Nunca olvidaré en Génova, en el puerto, las mujeres públicas que, bajo las recovas, solicitaban a los que bajaban de los barcos. Y, allí, ‑el peor lugar de la ciudad porque al final de su carrera‑ ofreciendo su triste mercancía desde los rincones más oscuros, desde las sombras más densas, evitando cuidadosamente cualquier luz que pudiera iluminar sus caras ajadas, entristecidas, infinitamente viejas, pintadas como máscaras.

No: la luz exalta el valor de las cosas buenas y bellas, pero hace aparecer en toda su crudeza lo sucio, lo feo, lo vil.
¿Cómo no vamos a preferir tantas veces no mirar, no ver, no entender, refugiarnos en el mundo de nuestras quimeras, de nuestras mentiras, de nuestros maquillajes, que enfrentarnos transparentes con la cruda realidad?

______________________________

Instrucciones de la tarea:
Prolonga el texto de arriba sobre la luz y la cruda realidad a partir de su última frase. Las filas no tienen ningún papel en esto.

Datos proporcionados:
______________________________

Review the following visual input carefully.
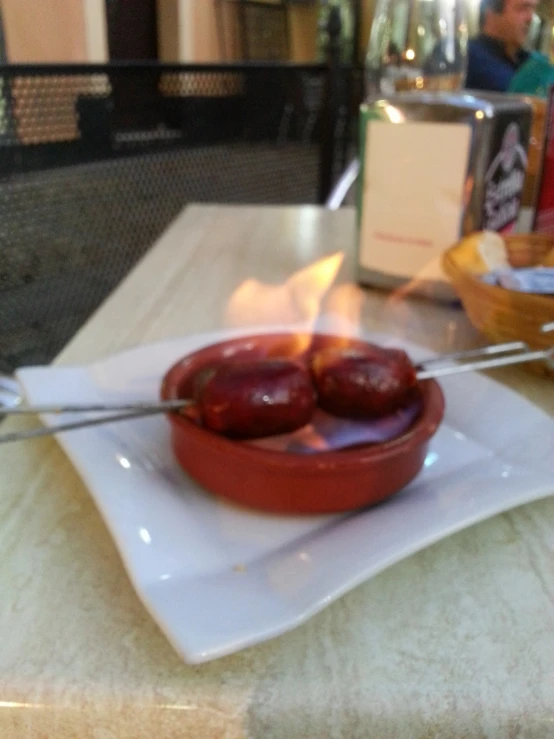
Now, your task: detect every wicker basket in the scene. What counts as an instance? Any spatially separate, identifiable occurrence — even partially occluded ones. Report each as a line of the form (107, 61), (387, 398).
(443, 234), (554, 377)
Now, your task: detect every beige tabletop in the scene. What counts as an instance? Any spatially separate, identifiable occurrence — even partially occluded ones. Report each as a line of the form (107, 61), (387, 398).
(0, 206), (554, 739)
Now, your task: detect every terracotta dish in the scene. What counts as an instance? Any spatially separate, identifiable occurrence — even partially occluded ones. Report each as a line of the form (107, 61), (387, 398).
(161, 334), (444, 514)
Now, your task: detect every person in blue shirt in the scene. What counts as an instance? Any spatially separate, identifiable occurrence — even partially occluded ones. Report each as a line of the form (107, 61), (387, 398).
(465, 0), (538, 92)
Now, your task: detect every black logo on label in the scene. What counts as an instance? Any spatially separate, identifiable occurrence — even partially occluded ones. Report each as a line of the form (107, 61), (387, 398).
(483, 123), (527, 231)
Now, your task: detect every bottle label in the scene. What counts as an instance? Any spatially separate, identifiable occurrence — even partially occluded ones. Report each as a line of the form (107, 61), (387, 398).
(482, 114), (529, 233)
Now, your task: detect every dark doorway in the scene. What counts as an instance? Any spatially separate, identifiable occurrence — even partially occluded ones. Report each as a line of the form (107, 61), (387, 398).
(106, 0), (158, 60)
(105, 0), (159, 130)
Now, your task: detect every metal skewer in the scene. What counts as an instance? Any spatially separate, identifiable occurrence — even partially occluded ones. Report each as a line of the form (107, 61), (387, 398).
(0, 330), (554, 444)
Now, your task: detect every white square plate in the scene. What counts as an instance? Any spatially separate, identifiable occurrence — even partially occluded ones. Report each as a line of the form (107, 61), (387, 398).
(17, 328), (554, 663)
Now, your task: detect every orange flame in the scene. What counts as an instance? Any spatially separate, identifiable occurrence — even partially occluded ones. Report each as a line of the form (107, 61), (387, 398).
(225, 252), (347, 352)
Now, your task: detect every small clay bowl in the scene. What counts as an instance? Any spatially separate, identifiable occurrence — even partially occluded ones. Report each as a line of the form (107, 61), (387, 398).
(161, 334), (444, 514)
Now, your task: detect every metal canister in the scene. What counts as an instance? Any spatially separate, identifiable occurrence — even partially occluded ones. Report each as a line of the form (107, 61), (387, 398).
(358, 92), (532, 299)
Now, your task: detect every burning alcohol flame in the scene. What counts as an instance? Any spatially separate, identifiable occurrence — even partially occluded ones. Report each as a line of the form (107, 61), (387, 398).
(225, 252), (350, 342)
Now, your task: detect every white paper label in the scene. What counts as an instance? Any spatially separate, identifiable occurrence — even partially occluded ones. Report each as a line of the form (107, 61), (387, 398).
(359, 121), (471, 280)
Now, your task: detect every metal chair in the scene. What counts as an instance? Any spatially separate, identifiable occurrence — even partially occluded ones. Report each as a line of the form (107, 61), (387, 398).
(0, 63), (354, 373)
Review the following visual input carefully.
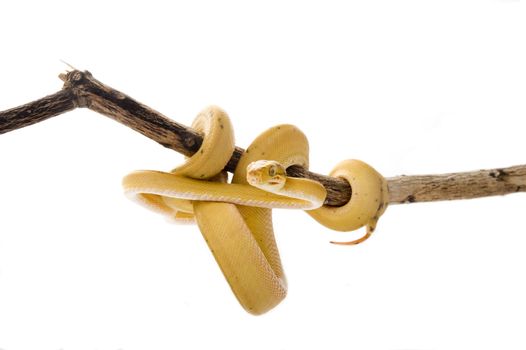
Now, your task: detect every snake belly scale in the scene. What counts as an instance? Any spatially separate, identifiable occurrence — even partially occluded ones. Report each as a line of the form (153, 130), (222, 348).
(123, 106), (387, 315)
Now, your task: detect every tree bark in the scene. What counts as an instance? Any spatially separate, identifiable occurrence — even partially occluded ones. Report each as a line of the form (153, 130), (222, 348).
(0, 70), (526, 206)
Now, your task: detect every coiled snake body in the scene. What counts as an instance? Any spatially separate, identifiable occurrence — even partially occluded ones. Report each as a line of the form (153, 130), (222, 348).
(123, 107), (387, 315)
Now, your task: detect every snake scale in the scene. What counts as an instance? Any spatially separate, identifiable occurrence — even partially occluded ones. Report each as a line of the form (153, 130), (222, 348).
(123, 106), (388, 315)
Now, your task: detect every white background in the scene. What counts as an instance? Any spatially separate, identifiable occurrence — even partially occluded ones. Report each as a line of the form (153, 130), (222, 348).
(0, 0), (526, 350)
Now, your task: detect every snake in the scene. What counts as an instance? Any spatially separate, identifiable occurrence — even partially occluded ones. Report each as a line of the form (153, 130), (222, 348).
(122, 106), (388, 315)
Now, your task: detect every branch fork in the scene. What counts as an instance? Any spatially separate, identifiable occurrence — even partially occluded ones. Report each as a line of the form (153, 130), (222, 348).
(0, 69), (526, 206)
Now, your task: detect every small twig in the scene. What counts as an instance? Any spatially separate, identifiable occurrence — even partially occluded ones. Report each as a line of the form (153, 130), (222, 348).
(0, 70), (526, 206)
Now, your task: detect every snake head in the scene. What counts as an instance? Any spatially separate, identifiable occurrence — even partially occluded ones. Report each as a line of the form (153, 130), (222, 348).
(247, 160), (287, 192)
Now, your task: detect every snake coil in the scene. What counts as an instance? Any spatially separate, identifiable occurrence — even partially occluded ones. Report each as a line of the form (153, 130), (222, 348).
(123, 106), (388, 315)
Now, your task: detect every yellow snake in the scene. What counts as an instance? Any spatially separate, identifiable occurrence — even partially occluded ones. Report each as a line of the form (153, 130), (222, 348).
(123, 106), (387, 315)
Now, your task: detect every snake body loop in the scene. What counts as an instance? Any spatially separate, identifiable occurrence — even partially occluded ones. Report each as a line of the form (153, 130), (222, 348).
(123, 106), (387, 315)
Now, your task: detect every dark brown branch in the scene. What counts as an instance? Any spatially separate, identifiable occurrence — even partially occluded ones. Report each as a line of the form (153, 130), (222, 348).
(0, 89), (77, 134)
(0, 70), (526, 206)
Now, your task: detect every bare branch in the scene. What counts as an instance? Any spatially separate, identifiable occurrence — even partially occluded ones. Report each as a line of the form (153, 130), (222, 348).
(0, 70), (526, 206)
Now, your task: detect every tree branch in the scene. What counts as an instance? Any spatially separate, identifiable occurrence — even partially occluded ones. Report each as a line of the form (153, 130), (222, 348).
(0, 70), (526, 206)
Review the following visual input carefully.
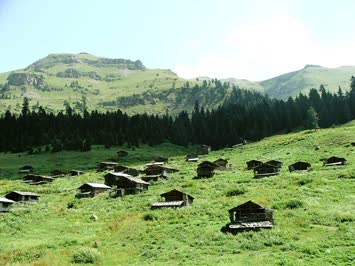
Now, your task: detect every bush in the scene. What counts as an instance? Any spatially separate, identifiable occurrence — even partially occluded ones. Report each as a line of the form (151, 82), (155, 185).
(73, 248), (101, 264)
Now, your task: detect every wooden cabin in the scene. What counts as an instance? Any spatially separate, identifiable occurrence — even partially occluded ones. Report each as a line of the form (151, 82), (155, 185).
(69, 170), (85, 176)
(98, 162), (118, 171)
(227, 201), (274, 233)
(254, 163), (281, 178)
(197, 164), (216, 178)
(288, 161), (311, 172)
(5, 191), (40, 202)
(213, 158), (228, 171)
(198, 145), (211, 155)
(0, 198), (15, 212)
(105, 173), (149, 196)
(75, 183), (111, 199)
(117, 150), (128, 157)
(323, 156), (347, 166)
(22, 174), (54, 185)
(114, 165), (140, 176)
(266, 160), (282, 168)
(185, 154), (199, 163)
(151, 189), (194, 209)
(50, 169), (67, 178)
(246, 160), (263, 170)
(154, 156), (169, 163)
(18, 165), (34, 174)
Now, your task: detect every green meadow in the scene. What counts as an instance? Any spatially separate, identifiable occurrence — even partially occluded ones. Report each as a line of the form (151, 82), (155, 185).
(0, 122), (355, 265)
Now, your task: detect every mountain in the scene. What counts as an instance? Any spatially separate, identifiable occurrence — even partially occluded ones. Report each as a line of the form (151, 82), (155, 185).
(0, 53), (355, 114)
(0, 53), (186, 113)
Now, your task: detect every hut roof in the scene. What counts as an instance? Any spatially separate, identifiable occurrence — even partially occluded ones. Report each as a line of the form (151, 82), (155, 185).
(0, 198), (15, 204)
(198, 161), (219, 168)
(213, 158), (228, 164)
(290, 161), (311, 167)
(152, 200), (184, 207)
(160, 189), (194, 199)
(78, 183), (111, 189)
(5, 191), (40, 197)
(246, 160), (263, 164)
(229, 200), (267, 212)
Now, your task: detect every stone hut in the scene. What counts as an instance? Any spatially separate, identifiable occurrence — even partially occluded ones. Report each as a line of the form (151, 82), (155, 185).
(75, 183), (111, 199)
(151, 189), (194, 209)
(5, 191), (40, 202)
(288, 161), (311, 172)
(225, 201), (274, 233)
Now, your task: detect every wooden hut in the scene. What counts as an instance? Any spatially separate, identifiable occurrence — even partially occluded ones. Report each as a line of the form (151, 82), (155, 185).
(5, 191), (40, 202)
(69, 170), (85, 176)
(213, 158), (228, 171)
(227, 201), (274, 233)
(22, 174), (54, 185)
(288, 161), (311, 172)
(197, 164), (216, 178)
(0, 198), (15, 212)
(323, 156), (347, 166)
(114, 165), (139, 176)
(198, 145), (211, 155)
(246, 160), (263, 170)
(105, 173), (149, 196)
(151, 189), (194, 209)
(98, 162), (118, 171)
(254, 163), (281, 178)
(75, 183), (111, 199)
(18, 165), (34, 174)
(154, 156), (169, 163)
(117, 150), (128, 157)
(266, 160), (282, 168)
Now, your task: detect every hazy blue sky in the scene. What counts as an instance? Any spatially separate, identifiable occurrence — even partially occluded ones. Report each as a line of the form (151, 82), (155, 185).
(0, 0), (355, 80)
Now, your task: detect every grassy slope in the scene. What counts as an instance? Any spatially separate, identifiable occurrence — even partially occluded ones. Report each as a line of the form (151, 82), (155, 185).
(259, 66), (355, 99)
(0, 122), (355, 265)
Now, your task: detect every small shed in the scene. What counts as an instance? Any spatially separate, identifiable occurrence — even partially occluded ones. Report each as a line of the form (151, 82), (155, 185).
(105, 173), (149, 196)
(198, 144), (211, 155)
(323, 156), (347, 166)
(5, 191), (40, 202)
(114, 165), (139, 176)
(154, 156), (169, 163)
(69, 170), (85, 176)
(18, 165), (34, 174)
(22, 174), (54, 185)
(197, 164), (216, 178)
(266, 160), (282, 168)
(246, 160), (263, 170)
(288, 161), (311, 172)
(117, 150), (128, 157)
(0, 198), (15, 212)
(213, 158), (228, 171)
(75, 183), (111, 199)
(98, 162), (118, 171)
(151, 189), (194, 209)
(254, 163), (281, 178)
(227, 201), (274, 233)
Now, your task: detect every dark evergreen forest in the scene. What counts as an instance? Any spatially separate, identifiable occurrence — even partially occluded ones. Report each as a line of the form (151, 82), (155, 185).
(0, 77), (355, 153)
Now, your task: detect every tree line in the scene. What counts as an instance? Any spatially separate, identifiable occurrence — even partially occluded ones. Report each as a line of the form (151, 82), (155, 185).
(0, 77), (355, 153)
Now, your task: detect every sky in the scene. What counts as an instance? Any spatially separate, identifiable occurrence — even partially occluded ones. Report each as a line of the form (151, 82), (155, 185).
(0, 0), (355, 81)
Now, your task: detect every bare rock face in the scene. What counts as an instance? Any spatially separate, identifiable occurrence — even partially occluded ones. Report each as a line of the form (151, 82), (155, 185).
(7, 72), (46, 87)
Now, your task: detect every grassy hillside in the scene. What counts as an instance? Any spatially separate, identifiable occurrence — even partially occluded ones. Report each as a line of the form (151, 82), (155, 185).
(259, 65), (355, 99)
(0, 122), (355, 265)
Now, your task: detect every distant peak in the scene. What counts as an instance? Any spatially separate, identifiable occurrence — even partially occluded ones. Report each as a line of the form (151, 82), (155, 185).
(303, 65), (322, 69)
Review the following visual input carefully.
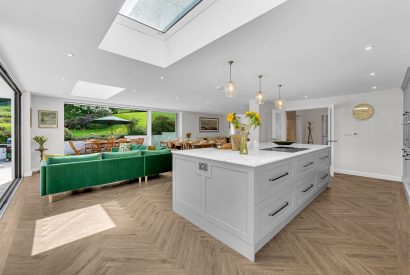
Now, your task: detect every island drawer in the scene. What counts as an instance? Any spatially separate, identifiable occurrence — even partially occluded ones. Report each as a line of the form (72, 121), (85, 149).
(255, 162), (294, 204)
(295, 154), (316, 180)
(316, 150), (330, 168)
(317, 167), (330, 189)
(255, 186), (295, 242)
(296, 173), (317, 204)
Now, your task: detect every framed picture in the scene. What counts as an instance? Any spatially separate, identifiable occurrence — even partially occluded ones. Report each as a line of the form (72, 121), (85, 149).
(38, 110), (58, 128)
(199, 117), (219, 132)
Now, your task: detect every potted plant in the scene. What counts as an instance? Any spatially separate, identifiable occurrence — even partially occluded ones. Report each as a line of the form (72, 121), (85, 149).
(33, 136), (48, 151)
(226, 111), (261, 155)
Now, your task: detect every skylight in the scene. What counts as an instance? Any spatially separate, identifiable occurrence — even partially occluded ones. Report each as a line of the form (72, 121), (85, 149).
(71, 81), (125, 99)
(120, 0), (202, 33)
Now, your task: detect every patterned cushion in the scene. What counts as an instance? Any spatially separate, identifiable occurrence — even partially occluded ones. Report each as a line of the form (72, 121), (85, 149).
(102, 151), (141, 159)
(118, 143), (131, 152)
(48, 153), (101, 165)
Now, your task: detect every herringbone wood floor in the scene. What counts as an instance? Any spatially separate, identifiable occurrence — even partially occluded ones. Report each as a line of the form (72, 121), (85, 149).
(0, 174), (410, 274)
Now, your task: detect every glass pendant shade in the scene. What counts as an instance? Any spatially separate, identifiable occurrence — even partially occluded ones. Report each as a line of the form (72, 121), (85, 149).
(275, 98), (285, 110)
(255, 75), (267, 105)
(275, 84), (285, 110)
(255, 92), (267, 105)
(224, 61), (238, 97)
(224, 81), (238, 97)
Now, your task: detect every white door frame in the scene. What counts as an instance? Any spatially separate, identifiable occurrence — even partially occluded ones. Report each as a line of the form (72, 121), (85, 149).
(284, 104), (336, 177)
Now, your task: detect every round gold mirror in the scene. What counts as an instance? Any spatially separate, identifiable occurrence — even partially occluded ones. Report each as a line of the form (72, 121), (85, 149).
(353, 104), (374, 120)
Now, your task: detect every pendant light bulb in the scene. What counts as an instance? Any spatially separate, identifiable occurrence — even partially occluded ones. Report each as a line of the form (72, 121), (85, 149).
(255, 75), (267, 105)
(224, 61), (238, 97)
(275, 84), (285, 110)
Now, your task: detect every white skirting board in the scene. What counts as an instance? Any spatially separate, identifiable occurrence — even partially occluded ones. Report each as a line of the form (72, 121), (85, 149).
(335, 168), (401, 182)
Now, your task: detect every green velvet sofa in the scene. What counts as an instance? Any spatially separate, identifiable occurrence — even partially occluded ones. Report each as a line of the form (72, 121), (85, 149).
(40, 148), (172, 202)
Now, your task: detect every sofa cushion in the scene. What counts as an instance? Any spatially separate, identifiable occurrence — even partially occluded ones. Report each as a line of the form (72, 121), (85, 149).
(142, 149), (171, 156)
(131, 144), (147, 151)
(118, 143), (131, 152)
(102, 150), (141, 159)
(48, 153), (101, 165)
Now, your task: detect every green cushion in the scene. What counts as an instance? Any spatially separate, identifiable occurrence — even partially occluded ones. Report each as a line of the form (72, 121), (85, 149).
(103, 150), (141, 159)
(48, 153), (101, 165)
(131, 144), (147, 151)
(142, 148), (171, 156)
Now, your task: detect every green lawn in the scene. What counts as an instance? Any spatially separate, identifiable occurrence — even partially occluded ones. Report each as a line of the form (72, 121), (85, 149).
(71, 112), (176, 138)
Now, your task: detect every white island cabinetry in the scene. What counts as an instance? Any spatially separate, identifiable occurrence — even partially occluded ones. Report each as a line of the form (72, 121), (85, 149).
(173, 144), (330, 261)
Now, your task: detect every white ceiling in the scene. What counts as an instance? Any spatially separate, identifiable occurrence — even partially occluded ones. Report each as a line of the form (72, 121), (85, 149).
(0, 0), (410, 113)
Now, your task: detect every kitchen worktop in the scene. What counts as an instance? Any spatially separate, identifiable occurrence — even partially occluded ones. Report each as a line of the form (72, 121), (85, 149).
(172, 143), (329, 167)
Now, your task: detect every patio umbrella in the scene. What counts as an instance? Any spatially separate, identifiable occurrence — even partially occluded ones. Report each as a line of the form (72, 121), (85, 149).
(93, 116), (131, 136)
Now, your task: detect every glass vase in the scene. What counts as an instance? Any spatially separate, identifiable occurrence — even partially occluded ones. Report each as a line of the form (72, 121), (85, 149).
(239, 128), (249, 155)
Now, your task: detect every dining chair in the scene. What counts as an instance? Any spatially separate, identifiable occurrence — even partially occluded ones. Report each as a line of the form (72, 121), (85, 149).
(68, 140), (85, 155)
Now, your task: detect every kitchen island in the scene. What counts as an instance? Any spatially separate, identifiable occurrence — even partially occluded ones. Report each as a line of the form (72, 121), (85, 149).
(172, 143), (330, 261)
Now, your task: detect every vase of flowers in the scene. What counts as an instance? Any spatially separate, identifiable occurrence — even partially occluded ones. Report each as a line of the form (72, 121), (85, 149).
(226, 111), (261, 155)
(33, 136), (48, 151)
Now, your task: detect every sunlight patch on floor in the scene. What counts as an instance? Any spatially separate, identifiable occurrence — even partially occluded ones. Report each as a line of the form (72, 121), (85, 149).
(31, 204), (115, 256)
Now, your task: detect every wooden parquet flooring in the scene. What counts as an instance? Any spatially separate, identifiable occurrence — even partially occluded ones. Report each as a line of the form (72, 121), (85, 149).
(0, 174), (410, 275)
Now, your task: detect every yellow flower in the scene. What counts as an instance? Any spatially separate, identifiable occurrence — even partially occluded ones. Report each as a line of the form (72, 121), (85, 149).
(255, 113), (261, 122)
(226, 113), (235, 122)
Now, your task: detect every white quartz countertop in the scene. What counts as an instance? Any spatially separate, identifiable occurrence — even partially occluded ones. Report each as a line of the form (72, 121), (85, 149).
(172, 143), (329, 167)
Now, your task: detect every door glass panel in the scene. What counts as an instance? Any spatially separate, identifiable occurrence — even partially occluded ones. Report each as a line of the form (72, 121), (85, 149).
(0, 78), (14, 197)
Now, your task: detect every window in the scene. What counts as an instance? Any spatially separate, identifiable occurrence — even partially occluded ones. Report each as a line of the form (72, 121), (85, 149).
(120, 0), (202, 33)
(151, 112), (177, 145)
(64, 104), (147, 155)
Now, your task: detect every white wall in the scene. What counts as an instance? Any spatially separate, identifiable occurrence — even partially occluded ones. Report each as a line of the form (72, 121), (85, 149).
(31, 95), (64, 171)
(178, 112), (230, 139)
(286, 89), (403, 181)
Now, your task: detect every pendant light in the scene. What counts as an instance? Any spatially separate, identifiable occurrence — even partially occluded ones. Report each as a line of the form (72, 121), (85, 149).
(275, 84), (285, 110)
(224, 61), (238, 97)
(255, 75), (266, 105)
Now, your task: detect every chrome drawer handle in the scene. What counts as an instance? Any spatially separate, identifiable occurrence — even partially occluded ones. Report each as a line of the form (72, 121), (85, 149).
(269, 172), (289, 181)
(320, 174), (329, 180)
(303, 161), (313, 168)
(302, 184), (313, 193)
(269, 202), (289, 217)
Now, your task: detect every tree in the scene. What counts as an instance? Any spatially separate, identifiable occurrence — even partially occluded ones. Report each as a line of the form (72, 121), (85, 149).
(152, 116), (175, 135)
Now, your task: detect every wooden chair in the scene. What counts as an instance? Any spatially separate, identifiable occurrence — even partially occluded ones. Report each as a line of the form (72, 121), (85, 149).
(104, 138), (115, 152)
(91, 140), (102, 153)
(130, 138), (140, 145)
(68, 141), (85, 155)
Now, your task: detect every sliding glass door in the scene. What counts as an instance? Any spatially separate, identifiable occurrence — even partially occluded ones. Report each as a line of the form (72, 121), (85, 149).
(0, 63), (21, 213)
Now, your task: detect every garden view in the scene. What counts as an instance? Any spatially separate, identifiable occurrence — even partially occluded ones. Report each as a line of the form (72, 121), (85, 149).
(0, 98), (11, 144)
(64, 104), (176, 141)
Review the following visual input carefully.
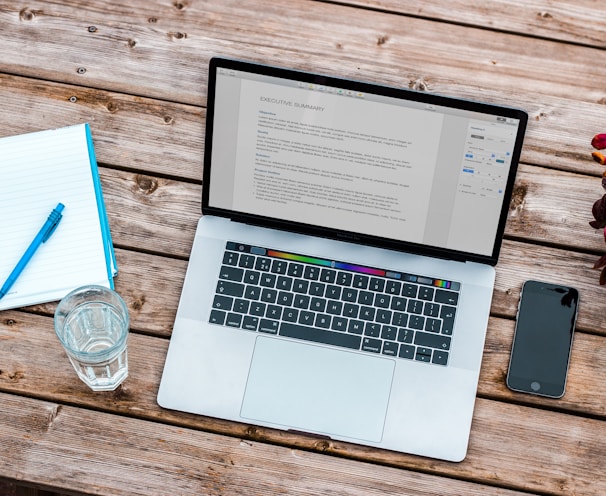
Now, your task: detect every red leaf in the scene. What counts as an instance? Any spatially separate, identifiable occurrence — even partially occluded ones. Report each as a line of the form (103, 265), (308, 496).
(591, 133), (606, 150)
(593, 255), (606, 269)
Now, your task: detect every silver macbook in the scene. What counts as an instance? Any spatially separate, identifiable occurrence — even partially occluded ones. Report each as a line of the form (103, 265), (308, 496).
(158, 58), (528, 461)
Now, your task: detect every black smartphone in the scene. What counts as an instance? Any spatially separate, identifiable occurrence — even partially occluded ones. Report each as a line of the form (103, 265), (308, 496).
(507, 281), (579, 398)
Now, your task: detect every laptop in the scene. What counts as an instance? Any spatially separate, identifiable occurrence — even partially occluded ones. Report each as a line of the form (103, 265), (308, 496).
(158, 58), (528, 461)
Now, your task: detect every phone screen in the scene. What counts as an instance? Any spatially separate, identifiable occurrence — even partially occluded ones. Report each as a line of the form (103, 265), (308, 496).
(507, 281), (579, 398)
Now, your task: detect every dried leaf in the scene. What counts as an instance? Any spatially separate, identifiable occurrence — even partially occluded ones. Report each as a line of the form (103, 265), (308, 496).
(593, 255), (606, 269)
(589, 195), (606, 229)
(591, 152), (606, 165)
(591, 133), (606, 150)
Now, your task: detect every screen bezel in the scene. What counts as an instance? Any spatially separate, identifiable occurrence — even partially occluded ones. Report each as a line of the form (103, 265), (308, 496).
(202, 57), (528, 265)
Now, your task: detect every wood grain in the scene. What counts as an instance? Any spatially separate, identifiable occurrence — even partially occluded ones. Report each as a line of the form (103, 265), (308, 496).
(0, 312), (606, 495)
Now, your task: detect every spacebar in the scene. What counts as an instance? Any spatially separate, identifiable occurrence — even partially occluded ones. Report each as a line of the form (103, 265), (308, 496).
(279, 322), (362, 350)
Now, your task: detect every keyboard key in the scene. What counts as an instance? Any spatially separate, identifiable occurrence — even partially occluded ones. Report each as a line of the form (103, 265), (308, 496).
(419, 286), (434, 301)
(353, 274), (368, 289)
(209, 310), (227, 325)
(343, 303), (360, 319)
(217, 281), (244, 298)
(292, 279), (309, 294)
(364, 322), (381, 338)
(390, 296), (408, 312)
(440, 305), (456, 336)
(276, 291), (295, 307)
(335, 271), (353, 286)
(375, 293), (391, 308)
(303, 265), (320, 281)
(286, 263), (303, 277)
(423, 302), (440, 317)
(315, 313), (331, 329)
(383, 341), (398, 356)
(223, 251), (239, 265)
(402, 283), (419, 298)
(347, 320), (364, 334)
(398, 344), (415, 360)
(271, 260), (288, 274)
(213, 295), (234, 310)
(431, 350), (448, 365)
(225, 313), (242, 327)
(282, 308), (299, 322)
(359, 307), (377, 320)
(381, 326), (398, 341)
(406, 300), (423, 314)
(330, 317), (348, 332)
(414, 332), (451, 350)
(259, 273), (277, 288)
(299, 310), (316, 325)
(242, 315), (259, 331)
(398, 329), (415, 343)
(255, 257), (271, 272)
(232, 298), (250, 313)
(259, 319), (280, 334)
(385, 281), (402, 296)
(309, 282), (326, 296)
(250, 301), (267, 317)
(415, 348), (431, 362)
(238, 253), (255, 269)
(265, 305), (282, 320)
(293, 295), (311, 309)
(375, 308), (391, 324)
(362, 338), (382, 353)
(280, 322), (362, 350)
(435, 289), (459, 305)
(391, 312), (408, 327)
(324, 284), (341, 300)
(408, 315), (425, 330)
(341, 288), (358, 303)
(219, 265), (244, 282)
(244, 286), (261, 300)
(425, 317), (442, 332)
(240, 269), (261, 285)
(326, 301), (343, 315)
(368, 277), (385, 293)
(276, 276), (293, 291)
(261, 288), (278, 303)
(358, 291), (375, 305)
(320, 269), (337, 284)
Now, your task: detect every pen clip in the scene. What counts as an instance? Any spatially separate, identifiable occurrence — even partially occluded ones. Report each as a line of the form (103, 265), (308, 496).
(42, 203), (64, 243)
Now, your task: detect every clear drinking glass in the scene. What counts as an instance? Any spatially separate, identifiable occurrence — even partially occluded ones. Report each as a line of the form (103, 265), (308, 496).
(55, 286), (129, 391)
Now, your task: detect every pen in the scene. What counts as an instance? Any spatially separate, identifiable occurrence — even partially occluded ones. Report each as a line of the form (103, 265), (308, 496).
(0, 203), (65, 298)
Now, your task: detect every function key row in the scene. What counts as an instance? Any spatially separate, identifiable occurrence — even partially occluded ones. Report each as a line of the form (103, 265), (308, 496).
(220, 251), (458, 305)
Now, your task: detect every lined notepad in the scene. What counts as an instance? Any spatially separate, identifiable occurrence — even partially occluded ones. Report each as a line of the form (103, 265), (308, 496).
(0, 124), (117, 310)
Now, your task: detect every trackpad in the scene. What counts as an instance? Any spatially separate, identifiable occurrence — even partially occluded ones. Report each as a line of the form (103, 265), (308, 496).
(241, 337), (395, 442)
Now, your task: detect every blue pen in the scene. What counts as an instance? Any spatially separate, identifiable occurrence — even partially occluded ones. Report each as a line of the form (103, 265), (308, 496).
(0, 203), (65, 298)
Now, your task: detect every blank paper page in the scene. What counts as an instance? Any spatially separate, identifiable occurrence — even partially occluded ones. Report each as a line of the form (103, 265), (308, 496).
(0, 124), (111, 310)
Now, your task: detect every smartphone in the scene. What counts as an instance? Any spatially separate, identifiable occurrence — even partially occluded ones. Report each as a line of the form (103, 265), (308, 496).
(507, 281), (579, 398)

______________________________

Respuesta:
Y el mundo moderno ya ni siquiera necesita de las verdaderas tinieblas para enceguecernos y quitarnos la luz. Posee otras formas de oscuridades verdaderas, desde la televisión, que suple nuestras ensoñaciones nocturnas y nos aliena en el mundo fantasmagórico de su pantalla fluorescente, hasta las mentiras de todo tipo –bagaje ideológico de nuestra era‑ que justifican y bautizan, disfrazándolas, todas nuestras debilidades. Desde una novelística, cinematografía y prensa que hacen aparecer normales y cotidianas todas las aberraciones e indignidades, hasta filosofías y pseudociencias que legitiman lo que es inicuo o, sencillamente, pecado. Nuestra envidia y resentimiento frente a los mejores y más capaces, los enmascara de deseo de justicia social. Nuestra rebeldía y orgullo frente a cualquier autoridad, a cualquier norma, a cualquier superioridad, de deseo de autenticidad, de libertad. Nuestros oscuros impulsos pasionales los camufla de amor o de legítima expansión de la libido.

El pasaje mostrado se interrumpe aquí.